### [MATERIAL FOR THIS EXERCISE]
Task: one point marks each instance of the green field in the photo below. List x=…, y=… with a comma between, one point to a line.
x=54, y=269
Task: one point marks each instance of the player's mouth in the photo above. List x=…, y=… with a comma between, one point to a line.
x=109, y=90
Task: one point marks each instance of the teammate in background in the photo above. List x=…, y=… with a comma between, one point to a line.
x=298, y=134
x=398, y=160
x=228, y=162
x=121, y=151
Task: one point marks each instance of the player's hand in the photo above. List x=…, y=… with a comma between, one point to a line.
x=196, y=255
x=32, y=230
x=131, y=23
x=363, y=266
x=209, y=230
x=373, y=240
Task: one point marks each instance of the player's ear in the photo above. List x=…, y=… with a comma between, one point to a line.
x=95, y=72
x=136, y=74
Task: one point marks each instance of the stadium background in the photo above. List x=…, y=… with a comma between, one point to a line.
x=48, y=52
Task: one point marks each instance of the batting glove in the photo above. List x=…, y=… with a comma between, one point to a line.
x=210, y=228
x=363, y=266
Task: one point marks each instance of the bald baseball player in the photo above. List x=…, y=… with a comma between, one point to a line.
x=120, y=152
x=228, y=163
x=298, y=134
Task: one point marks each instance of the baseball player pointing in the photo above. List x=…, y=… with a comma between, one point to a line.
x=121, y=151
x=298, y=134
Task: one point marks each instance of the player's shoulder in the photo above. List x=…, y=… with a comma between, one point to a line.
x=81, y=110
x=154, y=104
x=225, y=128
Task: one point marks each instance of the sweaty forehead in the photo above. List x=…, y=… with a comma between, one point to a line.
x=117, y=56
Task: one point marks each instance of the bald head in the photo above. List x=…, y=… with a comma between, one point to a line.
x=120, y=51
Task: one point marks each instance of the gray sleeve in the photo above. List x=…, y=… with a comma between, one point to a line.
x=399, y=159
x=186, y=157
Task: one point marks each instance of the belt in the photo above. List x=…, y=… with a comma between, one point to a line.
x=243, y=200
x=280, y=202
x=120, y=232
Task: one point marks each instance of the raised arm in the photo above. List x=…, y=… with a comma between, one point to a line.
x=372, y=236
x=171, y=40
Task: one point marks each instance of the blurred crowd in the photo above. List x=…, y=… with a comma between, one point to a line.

### [REQUIRED WORK]
Rewrite all of the lines above as a numbered list, skipping any blank lines.

### [ANSWER TO THIS TASK]
1. Task: one point marks each instance of the green field in the photo below. List x=…, y=… with a comma between, one point to a line.
2. x=54, y=269
3. Task: one point marks each instance of the player's mouth in the photo above. List x=…, y=… with a comma between, one point to a line.
4. x=109, y=90
5. Task: one point marks each instance of the teammate in background in the photo above. List x=…, y=… with a comma between, one point to a line.
6. x=298, y=134
7. x=398, y=160
8. x=228, y=162
9. x=121, y=151
10. Task: one point marks each instance of the player's hand in the photo above. List x=…, y=… with a comma between, one point to a line.
11. x=196, y=255
12. x=32, y=230
13. x=131, y=23
14. x=363, y=266
15. x=209, y=230
16. x=373, y=240
17. Task: one point marks each instance of the player's ear in the photo above. List x=…, y=… with a comma between, one point to a line.
18. x=95, y=72
19. x=136, y=74
20. Task: one point marks each instance of the stadium background in the photo above. List x=…, y=… with a comma between, one point to a line.
21. x=48, y=52
22. Task: one point marks each instance of the batting glove in the photo above. List x=…, y=… with a comma between, one point to a line.
23. x=210, y=228
24. x=363, y=266
25. Task: one point marks each instance of the bald baseball player in the photo above. List x=…, y=… with a comma between, one point to a line.
26. x=120, y=152
27. x=228, y=163
28. x=298, y=134
29. Task: one point marks each instance of the baseball player pointing in the photo above. List x=…, y=… with a comma between, one point to a line.
30. x=121, y=151
31. x=298, y=134
32. Task: one point marks each instance of the player's shoulder in the photo above. List x=…, y=… with a comma between, one point to a line.
33. x=81, y=110
34. x=154, y=104
35. x=225, y=128
36. Task: one point marks each instance of the sweaty forehead in the photo above. List x=…, y=… with a comma between, one point to a line.
37. x=117, y=56
38. Task: one point marks each instance of the bald head in the photo above. List x=…, y=… with a comma between, one point to a line.
39. x=120, y=51
40. Task: one point marks each instance of the gray sleeve in the photo above. List x=…, y=… with a comma between, one point to a line.
41. x=399, y=159
42. x=186, y=157
43. Task: one point marks each instance of the belt in the photo above. List x=…, y=… with a comma between, one point to a line.
44. x=243, y=200
45. x=280, y=202
46. x=120, y=232
47. Task: one point marks each instance of the raised arm in the photo above. List x=…, y=… with a comma between, one point to a line.
48. x=372, y=236
49. x=171, y=40
50. Task: one point marks each instance of the blurred crowd in the photo above. List x=…, y=… with a comma between, one point to a line.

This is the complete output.